[Start of section]

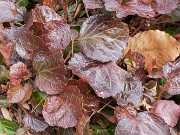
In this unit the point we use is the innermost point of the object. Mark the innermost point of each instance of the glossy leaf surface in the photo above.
(103, 38)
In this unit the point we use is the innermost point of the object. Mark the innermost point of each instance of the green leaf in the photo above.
(8, 127)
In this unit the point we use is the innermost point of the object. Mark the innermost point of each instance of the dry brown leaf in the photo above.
(155, 44)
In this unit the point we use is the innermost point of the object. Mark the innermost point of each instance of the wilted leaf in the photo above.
(51, 73)
(167, 110)
(64, 110)
(43, 14)
(55, 34)
(19, 93)
(17, 72)
(8, 11)
(103, 38)
(107, 79)
(155, 44)
(132, 92)
(93, 4)
(164, 6)
(34, 123)
(171, 71)
(131, 7)
(7, 127)
(4, 73)
(143, 123)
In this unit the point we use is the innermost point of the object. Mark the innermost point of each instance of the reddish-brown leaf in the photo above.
(8, 11)
(131, 7)
(90, 103)
(34, 123)
(103, 38)
(19, 93)
(29, 46)
(167, 110)
(143, 123)
(171, 71)
(53, 4)
(107, 79)
(93, 4)
(51, 73)
(64, 110)
(80, 84)
(17, 72)
(132, 93)
(55, 34)
(164, 6)
(43, 14)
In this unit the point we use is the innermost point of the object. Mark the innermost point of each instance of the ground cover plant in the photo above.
(89, 67)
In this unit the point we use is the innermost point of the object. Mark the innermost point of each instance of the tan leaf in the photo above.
(155, 44)
(6, 113)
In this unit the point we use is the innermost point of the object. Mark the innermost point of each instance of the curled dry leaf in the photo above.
(171, 71)
(167, 110)
(51, 73)
(55, 34)
(64, 110)
(93, 4)
(143, 123)
(155, 44)
(8, 11)
(131, 7)
(34, 123)
(103, 38)
(17, 72)
(164, 6)
(107, 79)
(19, 93)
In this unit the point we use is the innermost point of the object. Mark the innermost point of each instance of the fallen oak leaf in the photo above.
(155, 44)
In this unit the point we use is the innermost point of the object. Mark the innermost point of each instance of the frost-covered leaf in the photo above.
(53, 4)
(131, 7)
(7, 127)
(93, 4)
(17, 72)
(132, 93)
(171, 71)
(4, 73)
(103, 38)
(19, 93)
(8, 11)
(164, 6)
(29, 46)
(143, 123)
(90, 103)
(167, 110)
(64, 110)
(155, 44)
(107, 79)
(51, 73)
(43, 14)
(34, 123)
(55, 34)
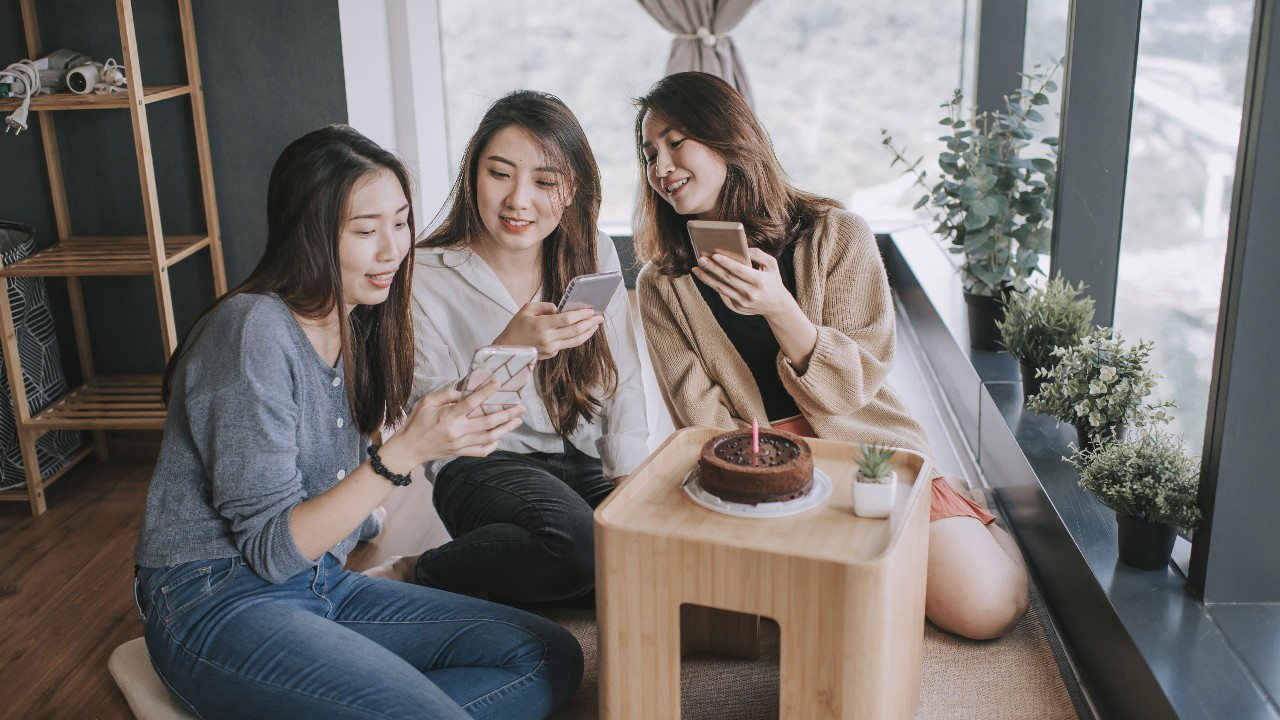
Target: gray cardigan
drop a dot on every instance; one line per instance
(257, 423)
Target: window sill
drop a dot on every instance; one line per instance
(1141, 645)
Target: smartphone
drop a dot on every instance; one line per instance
(512, 365)
(714, 236)
(590, 291)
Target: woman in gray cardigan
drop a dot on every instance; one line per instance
(263, 484)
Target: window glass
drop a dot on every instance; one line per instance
(593, 55)
(826, 74)
(1188, 95)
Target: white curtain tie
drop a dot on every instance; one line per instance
(704, 35)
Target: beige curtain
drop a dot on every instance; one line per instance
(702, 40)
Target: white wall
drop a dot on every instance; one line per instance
(394, 76)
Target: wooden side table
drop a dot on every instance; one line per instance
(848, 592)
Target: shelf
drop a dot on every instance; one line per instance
(103, 255)
(92, 101)
(19, 493)
(119, 402)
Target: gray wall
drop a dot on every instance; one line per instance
(272, 72)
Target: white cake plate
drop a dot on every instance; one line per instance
(819, 492)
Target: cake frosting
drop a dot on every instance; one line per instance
(781, 470)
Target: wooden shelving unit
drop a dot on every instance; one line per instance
(106, 402)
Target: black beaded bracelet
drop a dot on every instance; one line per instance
(398, 481)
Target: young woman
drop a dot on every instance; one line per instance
(520, 226)
(263, 481)
(804, 337)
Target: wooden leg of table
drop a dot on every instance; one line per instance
(638, 615)
(723, 632)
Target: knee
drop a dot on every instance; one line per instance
(981, 607)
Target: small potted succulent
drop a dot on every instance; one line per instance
(992, 203)
(1152, 486)
(1098, 386)
(876, 481)
(1038, 320)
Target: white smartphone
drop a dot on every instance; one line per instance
(590, 291)
(512, 365)
(714, 236)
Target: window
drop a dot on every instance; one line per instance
(816, 71)
(595, 57)
(1188, 94)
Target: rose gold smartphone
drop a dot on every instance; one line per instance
(714, 236)
(512, 365)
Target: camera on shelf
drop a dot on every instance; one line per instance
(56, 71)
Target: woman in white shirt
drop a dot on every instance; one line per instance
(521, 224)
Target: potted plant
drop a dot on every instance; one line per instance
(876, 481)
(1152, 487)
(993, 205)
(1038, 320)
(1098, 386)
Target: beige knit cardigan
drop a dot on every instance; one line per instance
(842, 288)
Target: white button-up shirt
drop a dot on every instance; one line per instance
(460, 305)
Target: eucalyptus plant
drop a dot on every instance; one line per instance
(1098, 382)
(991, 204)
(1038, 320)
(1150, 478)
(874, 464)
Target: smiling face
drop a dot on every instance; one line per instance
(374, 240)
(684, 172)
(520, 195)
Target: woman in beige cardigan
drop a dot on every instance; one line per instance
(804, 337)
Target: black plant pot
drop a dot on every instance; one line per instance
(1143, 545)
(983, 314)
(1031, 383)
(1084, 440)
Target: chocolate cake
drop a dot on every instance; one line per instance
(781, 470)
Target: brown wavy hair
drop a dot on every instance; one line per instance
(757, 191)
(306, 204)
(566, 383)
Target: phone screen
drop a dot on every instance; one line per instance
(590, 291)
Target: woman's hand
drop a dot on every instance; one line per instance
(540, 326)
(439, 427)
(750, 291)
(746, 290)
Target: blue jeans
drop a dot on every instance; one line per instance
(521, 525)
(334, 643)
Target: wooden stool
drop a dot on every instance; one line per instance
(848, 592)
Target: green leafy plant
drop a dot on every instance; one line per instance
(874, 463)
(1038, 320)
(1098, 382)
(1150, 478)
(991, 204)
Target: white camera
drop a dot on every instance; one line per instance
(96, 77)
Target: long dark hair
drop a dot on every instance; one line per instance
(757, 191)
(567, 382)
(306, 205)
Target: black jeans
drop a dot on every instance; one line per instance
(521, 525)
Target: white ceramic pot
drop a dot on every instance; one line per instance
(874, 500)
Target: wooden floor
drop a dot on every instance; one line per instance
(67, 578)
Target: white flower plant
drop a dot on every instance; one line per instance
(1150, 478)
(1098, 383)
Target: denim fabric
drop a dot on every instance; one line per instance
(521, 525)
(334, 643)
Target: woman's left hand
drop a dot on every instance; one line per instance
(746, 290)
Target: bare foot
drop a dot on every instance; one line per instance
(397, 568)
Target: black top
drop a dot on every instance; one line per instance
(754, 341)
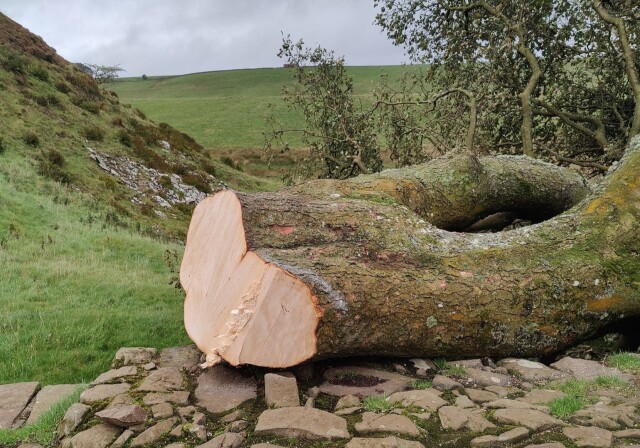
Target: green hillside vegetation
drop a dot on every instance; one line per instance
(226, 111)
(88, 263)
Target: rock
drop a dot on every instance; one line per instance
(233, 416)
(531, 371)
(627, 434)
(588, 436)
(373, 423)
(541, 396)
(99, 436)
(179, 397)
(222, 388)
(386, 384)
(480, 396)
(484, 378)
(452, 417)
(387, 442)
(428, 399)
(47, 397)
(348, 411)
(442, 382)
(165, 379)
(135, 355)
(182, 358)
(584, 369)
(302, 422)
(226, 440)
(115, 374)
(199, 432)
(514, 404)
(124, 416)
(154, 433)
(72, 418)
(103, 392)
(162, 410)
(281, 390)
(467, 363)
(122, 439)
(15, 397)
(509, 437)
(121, 400)
(530, 418)
(304, 372)
(348, 401)
(547, 445)
(501, 391)
(464, 402)
(238, 426)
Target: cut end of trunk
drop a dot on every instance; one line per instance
(239, 307)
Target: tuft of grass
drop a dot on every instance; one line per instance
(448, 369)
(610, 381)
(377, 403)
(421, 384)
(567, 405)
(43, 431)
(625, 361)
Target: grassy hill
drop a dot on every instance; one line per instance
(226, 110)
(95, 200)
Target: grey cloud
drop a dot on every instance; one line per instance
(163, 37)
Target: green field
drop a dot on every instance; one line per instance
(226, 110)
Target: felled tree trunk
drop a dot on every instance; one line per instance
(357, 267)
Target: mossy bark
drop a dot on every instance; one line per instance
(390, 283)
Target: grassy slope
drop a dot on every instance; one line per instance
(227, 109)
(81, 275)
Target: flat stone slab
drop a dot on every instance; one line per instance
(124, 416)
(13, 399)
(531, 371)
(373, 423)
(99, 436)
(226, 440)
(589, 436)
(484, 378)
(135, 355)
(453, 417)
(302, 422)
(154, 433)
(529, 418)
(185, 357)
(179, 397)
(480, 396)
(387, 442)
(428, 399)
(541, 396)
(103, 392)
(338, 379)
(164, 379)
(222, 388)
(281, 390)
(47, 397)
(584, 369)
(115, 374)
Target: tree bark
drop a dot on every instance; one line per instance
(358, 267)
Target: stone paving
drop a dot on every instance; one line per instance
(163, 399)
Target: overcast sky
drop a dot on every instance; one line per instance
(168, 37)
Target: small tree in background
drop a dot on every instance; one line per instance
(339, 131)
(104, 73)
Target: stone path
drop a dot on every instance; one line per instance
(163, 399)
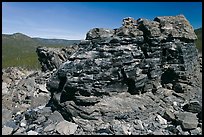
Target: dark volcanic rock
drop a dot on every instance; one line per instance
(138, 79)
(141, 56)
(51, 58)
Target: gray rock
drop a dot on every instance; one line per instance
(161, 120)
(43, 88)
(197, 131)
(7, 130)
(32, 132)
(50, 127)
(56, 117)
(169, 116)
(188, 120)
(138, 125)
(98, 33)
(193, 106)
(66, 128)
(4, 88)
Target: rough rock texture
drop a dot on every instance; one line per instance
(51, 58)
(99, 81)
(143, 78)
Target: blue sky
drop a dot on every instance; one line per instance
(72, 20)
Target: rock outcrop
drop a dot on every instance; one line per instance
(51, 58)
(143, 78)
(112, 66)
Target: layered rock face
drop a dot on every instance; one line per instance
(51, 58)
(135, 58)
(143, 78)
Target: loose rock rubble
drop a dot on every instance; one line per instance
(143, 78)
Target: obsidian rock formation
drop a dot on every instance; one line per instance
(51, 58)
(141, 56)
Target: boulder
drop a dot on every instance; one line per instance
(187, 120)
(141, 56)
(66, 128)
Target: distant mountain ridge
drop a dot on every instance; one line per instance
(35, 41)
(20, 50)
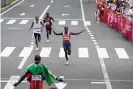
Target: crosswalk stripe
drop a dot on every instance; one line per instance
(1, 20)
(61, 53)
(121, 53)
(74, 22)
(13, 79)
(7, 51)
(62, 23)
(24, 22)
(45, 52)
(87, 23)
(26, 52)
(83, 53)
(11, 22)
(102, 53)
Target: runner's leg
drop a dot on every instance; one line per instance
(35, 35)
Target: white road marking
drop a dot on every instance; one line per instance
(65, 14)
(1, 20)
(97, 46)
(87, 23)
(83, 53)
(22, 14)
(10, 83)
(74, 22)
(32, 43)
(61, 53)
(62, 23)
(92, 37)
(102, 53)
(98, 82)
(45, 52)
(7, 51)
(11, 7)
(24, 22)
(31, 5)
(15, 28)
(41, 17)
(11, 22)
(52, 1)
(25, 54)
(82, 10)
(32, 46)
(121, 53)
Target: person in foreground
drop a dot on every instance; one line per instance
(36, 73)
(66, 41)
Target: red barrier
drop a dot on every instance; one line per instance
(128, 29)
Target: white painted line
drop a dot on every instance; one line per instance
(74, 22)
(1, 20)
(95, 43)
(82, 10)
(87, 23)
(91, 35)
(10, 83)
(62, 23)
(41, 17)
(11, 22)
(25, 54)
(22, 14)
(15, 28)
(97, 46)
(92, 38)
(32, 43)
(98, 82)
(121, 53)
(61, 53)
(24, 22)
(45, 52)
(7, 51)
(102, 53)
(32, 46)
(11, 7)
(31, 5)
(83, 53)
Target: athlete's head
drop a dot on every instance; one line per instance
(37, 59)
(47, 14)
(66, 29)
(36, 18)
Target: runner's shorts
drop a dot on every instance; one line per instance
(68, 45)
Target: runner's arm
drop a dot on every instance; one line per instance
(77, 33)
(32, 26)
(57, 33)
(52, 19)
(21, 79)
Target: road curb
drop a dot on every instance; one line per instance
(10, 5)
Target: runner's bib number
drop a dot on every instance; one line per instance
(36, 77)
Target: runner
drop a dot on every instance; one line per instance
(37, 30)
(36, 73)
(66, 41)
(48, 24)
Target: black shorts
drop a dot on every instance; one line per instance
(48, 30)
(37, 36)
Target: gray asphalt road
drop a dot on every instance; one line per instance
(86, 69)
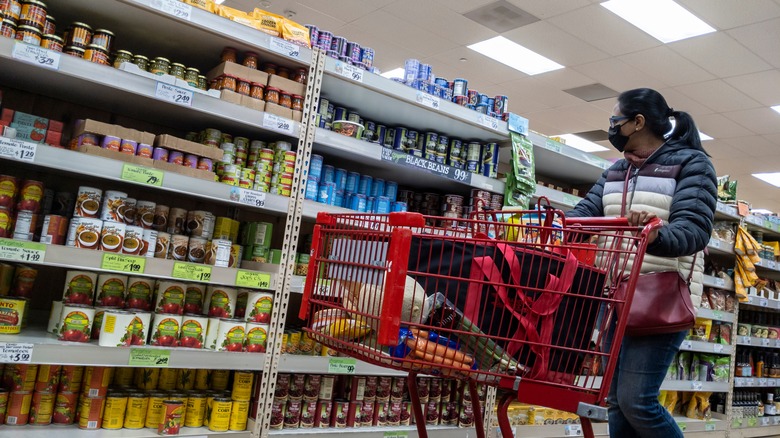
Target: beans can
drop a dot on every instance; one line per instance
(48, 378)
(165, 330)
(219, 420)
(91, 412)
(65, 406)
(170, 297)
(18, 410)
(137, 405)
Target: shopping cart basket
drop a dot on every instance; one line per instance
(527, 311)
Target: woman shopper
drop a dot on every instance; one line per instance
(668, 175)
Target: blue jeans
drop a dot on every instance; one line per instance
(634, 410)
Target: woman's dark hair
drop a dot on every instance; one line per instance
(653, 106)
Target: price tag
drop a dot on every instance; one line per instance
(173, 94)
(142, 175)
(442, 170)
(349, 71)
(341, 365)
(253, 198)
(149, 357)
(191, 271)
(428, 100)
(22, 251)
(174, 7)
(123, 263)
(285, 48)
(15, 353)
(256, 280)
(276, 123)
(36, 55)
(17, 150)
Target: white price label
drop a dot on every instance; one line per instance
(174, 7)
(286, 48)
(276, 123)
(349, 71)
(17, 149)
(428, 100)
(252, 198)
(15, 353)
(173, 94)
(36, 55)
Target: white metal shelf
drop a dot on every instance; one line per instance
(90, 260)
(103, 86)
(48, 350)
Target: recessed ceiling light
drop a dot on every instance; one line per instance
(664, 20)
(580, 143)
(394, 73)
(516, 56)
(771, 178)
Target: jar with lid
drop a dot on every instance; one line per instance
(160, 66)
(96, 54)
(178, 70)
(33, 14)
(244, 87)
(229, 54)
(301, 75)
(79, 35)
(122, 56)
(103, 38)
(191, 76)
(257, 91)
(272, 95)
(251, 60)
(50, 26)
(29, 35)
(285, 99)
(142, 62)
(297, 102)
(8, 28)
(52, 42)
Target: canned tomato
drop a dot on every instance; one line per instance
(12, 313)
(137, 405)
(91, 412)
(65, 408)
(18, 409)
(165, 330)
(220, 301)
(76, 323)
(19, 377)
(70, 378)
(48, 378)
(230, 336)
(219, 420)
(42, 408)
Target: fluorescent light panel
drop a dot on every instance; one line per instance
(516, 56)
(664, 20)
(580, 143)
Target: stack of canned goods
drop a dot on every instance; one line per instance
(339, 48)
(420, 77)
(339, 187)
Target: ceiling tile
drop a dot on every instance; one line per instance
(548, 40)
(727, 14)
(762, 39)
(719, 96)
(666, 65)
(604, 30)
(708, 52)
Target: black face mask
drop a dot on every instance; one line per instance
(617, 139)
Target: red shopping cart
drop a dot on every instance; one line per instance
(526, 307)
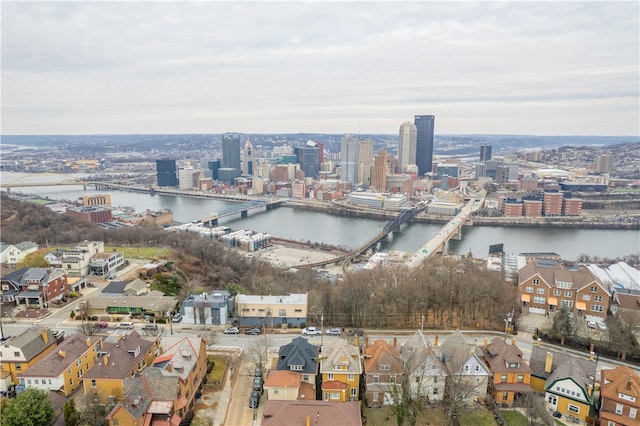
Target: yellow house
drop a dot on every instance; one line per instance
(122, 355)
(272, 311)
(63, 369)
(19, 353)
(341, 367)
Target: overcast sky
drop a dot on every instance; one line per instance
(543, 68)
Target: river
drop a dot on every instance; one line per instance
(352, 232)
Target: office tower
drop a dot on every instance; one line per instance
(167, 172)
(604, 163)
(231, 152)
(485, 152)
(349, 159)
(424, 143)
(309, 159)
(247, 158)
(407, 146)
(379, 172)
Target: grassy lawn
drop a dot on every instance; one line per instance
(143, 252)
(514, 418)
(478, 418)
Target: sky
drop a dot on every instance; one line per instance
(509, 67)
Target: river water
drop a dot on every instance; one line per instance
(352, 232)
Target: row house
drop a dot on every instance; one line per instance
(63, 369)
(121, 356)
(383, 369)
(34, 286)
(511, 373)
(566, 382)
(166, 391)
(619, 397)
(341, 367)
(19, 353)
(543, 288)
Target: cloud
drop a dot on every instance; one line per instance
(150, 67)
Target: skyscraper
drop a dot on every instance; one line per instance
(231, 152)
(407, 145)
(166, 171)
(424, 142)
(349, 159)
(485, 152)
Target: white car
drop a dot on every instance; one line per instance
(311, 331)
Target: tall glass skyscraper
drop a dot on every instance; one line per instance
(424, 142)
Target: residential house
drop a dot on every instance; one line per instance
(316, 413)
(121, 356)
(272, 311)
(511, 373)
(19, 353)
(302, 358)
(383, 369)
(286, 385)
(103, 264)
(213, 309)
(426, 372)
(13, 254)
(619, 397)
(567, 382)
(166, 391)
(63, 369)
(34, 286)
(467, 374)
(544, 287)
(341, 367)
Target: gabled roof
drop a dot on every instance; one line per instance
(382, 353)
(499, 355)
(299, 352)
(339, 352)
(320, 413)
(56, 362)
(620, 380)
(120, 353)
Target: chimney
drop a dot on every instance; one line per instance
(548, 362)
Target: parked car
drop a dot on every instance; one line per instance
(311, 331)
(254, 399)
(257, 384)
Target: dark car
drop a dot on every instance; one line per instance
(257, 383)
(254, 399)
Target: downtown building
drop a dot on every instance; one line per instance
(424, 143)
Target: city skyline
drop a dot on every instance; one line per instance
(568, 68)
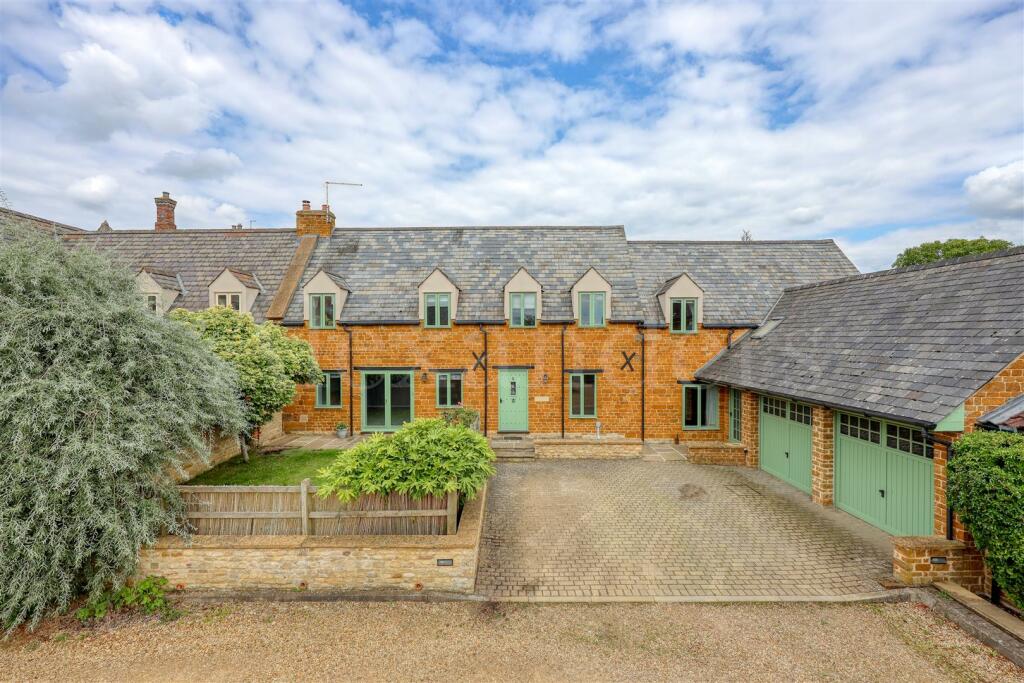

[End of section]

Go through the lines above and tally those with the string "dark". The total is all that is needed.

= Reply to the exercise =
4